▶ [STATED EXERCISE 1]:
Translate this sentence from the dam site investigation notes into Spanish: "Assess permeability for seepage/grouting design and abutment stability."
▶ [STATED EXERCISE 2]:
Carry on the dam site investigation notes from the point where they stop.

▶ [SOURCE DOCUMENT]:

BE Civil Engineering (IOE, TU) Engineering Geology II (IOE, CE 601) Question Paper 2079 Nepal

(a) Objectives and sequence of dam site investigation

Objectives:

• Determine the depth, type and engineering properties of foundation rock/soil.
• Locate weak zones, shear/fault zones, karst cavities and the depth to sound bedrock for the dam seat.
• Assess permeability for seepage/grouting design and abutment stability.
• Provide data for bearing capacity, settlement and excavation quantities.

Typical sequence: desk study (maps, air photos, seismicity records) → reconnaissance/geological mapping → geophysical surveys (indirect) → exploratory drilling, pitting and adits (direct) → in-situ and laboratory testing → monitoring/instrumentation.

▶ [DATA SHOWN]:
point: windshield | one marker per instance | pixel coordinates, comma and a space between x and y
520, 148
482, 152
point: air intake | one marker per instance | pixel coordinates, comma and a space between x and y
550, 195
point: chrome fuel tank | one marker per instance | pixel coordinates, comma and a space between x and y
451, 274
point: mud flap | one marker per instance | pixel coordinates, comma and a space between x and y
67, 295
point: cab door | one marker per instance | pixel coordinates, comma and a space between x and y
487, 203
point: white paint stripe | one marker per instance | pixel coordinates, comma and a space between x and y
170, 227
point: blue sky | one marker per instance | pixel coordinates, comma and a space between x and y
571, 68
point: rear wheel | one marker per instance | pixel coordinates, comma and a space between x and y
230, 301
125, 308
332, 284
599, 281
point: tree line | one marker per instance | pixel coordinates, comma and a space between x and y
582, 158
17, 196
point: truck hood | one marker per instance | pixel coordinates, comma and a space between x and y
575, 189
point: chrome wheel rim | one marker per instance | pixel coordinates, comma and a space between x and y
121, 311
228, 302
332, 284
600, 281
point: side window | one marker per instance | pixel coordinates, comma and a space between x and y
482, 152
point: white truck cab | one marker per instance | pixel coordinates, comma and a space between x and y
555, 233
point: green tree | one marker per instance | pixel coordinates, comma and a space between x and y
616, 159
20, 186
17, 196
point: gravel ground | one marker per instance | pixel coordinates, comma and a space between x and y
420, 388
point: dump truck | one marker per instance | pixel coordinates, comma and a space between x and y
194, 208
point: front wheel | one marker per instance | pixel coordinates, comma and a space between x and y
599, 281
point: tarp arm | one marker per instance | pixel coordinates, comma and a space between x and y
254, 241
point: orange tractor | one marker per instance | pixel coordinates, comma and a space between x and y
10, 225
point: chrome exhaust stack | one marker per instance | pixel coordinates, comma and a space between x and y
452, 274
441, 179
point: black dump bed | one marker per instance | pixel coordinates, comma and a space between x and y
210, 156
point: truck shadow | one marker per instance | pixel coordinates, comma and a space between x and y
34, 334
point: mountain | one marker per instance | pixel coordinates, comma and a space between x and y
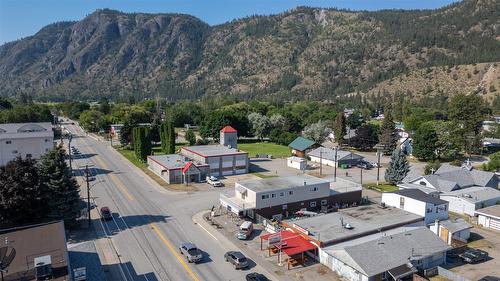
304, 53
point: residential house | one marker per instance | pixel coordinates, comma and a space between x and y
417, 202
489, 217
327, 156
283, 196
40, 252
25, 139
301, 146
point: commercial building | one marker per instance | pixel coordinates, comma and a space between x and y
25, 140
284, 196
417, 202
326, 156
467, 201
177, 168
40, 252
489, 217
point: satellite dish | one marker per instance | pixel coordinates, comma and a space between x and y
7, 255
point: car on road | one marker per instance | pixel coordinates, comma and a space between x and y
213, 181
237, 259
473, 256
106, 213
191, 252
256, 277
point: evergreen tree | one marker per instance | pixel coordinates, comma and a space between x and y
340, 127
190, 137
20, 193
388, 136
398, 167
60, 188
425, 142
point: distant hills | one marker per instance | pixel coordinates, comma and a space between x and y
304, 53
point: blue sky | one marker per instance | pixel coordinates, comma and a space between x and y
21, 18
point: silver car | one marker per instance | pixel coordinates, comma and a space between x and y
191, 252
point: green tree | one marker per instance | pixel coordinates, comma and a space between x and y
190, 137
60, 187
167, 137
398, 167
142, 142
340, 128
21, 198
425, 142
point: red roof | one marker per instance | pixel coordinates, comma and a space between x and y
293, 243
228, 129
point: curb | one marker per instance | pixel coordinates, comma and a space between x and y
227, 244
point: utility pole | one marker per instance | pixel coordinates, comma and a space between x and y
335, 166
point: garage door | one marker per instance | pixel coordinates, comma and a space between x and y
495, 224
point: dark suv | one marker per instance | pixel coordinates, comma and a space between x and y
237, 259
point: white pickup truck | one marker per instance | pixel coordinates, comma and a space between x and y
213, 181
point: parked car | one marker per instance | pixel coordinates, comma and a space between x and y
256, 277
473, 256
237, 259
191, 252
106, 214
213, 181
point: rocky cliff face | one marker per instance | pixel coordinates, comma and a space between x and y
303, 53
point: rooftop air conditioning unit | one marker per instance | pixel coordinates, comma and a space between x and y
43, 268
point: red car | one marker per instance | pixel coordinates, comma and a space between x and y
106, 213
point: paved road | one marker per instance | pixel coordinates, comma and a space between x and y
150, 222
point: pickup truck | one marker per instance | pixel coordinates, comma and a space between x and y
213, 181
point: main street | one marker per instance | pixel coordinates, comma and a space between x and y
149, 222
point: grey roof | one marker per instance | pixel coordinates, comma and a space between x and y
366, 220
420, 196
329, 154
387, 252
492, 211
474, 194
455, 225
281, 182
212, 150
174, 161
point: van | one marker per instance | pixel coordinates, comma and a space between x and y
246, 229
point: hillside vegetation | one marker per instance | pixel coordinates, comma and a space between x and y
304, 53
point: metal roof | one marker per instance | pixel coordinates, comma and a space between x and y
301, 143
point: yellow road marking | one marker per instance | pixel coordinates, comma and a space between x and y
115, 179
174, 252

▶ [WRITTEN RESPONSE 1]:
Evaluar la permeabilidad para el diseño de filtraciones/inyecciones y la estabilidad de los estribos.

▶ [WRITTEN RESPONSE 2]:
Direct methods: trial pits, trenches, exploratory drifts/adits, rotary core drilling, in-situ tests (plate load, permeability/Lugeon tests).

Indirect (geophysical) methods: seismic refraction, electrical resistivity, gravity and ground-penetrating radar.

(b) Core Recovery and RQD

Core Recovery (CR):

$$CR = \frac{\text{Total length of core recovered}}{\text{Total length of core run}}\times100 = \frac{155}{200}\times100 = \mathbf{77.5\%}$$

RQD counts only intact sound pieces $\ge 10\,\text{cm}$. From the list, pieces $\ge 10$ cm are: $24,\ 11,\ 18,\ 32,\ 14,\ 21,\ 13$.

Sum of these pieces:

$$24+11+18+32+14+21+13 = 133\,\text{cm}$$ $$RQD = \frac{\sum(\text{pieces}\ge10\,\text{cm})}{\text{Total core run length}}\times100 = \frac{133}{200}\times100 = \mathbf{66.5\%}$$

Classification (Deere's RQD chart):

With $RQD = 66.5\%$, the rock-mass quality is FAIR.

(a) The RMR system

Bieniawski's Geomechanics Classification (RMR) rates a rock mass on five basic parameters, each assigned a rating; their sum is the basic RMR (0–100):

1. Uniaxial compressive strength of intact rock.
2. Rock Quality Designation (RQD).
3. Spacing of discontinuities.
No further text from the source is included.